>> BEGIN Information provided
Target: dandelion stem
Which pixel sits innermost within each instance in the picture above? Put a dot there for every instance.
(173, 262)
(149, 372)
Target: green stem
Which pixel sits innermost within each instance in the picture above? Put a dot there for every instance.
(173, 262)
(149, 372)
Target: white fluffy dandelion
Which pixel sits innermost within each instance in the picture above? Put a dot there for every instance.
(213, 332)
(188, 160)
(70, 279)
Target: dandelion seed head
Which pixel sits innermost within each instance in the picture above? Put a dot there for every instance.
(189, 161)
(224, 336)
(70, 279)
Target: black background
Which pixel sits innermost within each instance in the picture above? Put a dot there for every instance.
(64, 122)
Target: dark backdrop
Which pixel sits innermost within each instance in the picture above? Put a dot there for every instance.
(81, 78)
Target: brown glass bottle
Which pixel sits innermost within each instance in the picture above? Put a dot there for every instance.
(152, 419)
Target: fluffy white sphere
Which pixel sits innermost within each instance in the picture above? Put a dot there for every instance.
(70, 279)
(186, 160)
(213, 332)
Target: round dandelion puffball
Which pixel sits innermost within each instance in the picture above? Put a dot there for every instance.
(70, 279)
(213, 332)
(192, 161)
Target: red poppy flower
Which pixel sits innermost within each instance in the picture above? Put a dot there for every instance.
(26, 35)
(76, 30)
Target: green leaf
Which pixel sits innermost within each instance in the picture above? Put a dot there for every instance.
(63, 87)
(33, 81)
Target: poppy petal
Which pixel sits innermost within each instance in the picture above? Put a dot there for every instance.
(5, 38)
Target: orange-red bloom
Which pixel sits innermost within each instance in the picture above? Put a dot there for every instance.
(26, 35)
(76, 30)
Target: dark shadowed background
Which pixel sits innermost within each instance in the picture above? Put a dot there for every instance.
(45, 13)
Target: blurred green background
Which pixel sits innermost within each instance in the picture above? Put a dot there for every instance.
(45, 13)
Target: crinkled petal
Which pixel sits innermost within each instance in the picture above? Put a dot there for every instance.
>> END Information provided
> _Stated goal_: Rewrite the records from the line with "Target: green leaf" through the end of the records, putting "backdrop" wherever "background" appears and leaving everything else as it is. Give only those lines.

> _Answer to this task_:
Target: green leaf
Which pixel sits innermost within each instance in the picture above? Put a dot there for every instance.
(63, 87)
(33, 81)
Target: poppy petal
Which pixel sits innermost within each instance in the picture above? Put a dot there for every instance.
(5, 38)
Target: orange-red bloom
Which pixel sits innermost within each instance in the picture above? Put a dot there for every instance.
(26, 35)
(76, 30)
Target: dark shadowed backdrop
Which pixel sits innermost within each instance in the picture above? Put a dot there for every instance.
(45, 13)
Target: blurred green backdrop
Which pixel sits innermost within each instance in the picture above? Put a dot there for every instance.
(45, 13)
Target: crinkled petal
Which pixel sits innermost within each instance in the picture above? Put a dot there for every instance.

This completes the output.